### WRITTEN EXERCISE 1
Answer these questions about the Hong Kong IPO article, one answer per line, labeled to match:
(a) How many IPOs have been announced in Hong Kong since April 12?
(b) How much did cancellations of listing applications on the mainland change from a year earlier?
(c) What year-on-year drop in proceeds has Hong Kong seen since the start of 2024?
### WRITTEN EXERCISE 2
Please turn the paragraph of the Hong Kong IPO article that begins "The number of IPO filings" into a bulleted list that keeps its main facts.
### WRITTEN EXERCISE 3
From the last paragraph of the Hong Kong IPO article, list every development it presents as likely to benefit new share sales or listings in Hong Kong.

--- Start PAGE EXTRACT ---

(Bloomberg) -- After a dismal start, initial public offering activity in Hong Kong looks poised for a better second half as Beijing steps up support for the financial hub.

The number of IPO filings in Hong Kong rose in the past two months, while cancellations of listing applications on the mainland more than tripled from a year earlier after authorities vowed to tighten stock market supervision. The financial hub saw 22 IPOs announced since April 12, an 83% increase from the same period last year, according to Bloomberg-compiled data. 

China’s pledge to speed up approvals for listings outside of the mainland bodes well for new share sales in Hong Kong, which has seen a 33% year-on-year drop in proceeds raised since the start of 2024. Stricter rules for domestic debuts and a stalled rally in Chinese shares may also drive more major firms to the financial hub.

--- End PAGE EXTRACT ---
--- Start INFORMATION GIVEN ---

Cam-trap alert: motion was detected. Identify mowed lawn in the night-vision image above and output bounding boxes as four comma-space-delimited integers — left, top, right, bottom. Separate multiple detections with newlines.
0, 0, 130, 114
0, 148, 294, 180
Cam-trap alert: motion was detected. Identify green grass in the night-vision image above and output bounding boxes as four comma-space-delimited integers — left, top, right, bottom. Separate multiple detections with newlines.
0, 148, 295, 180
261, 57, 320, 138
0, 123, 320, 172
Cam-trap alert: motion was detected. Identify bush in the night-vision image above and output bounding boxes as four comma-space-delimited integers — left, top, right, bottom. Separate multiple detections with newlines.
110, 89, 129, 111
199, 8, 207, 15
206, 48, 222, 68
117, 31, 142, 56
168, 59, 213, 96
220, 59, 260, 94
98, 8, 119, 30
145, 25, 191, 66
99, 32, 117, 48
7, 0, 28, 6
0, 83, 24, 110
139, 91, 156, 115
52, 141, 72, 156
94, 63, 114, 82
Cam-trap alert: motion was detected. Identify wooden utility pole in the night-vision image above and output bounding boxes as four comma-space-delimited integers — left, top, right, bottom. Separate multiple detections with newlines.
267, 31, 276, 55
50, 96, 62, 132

--- End INFORMATION GIVEN ---

### FULL SOLUTION 1
(a) 22
(b) They more than tripled.
(c) 33%

### FULL SOLUTION 2
- IPO filings in Hong Kong rose over the past two months.
- On the mainland, cancellations of listing applications more than tripled from a year earlier, after authorities vowed to tighten stock market supervision.
- Hong Kong has seen 22 IPOs announced since April 12, an 83% increase from the same period last year, according to Bloomberg-compiled data.

### FULL SOLUTION 3
- China's pledge to speed up approvals for listings outside of the mainland
- Stricter rules for domestic debuts
- A stalled rally in Chinese shares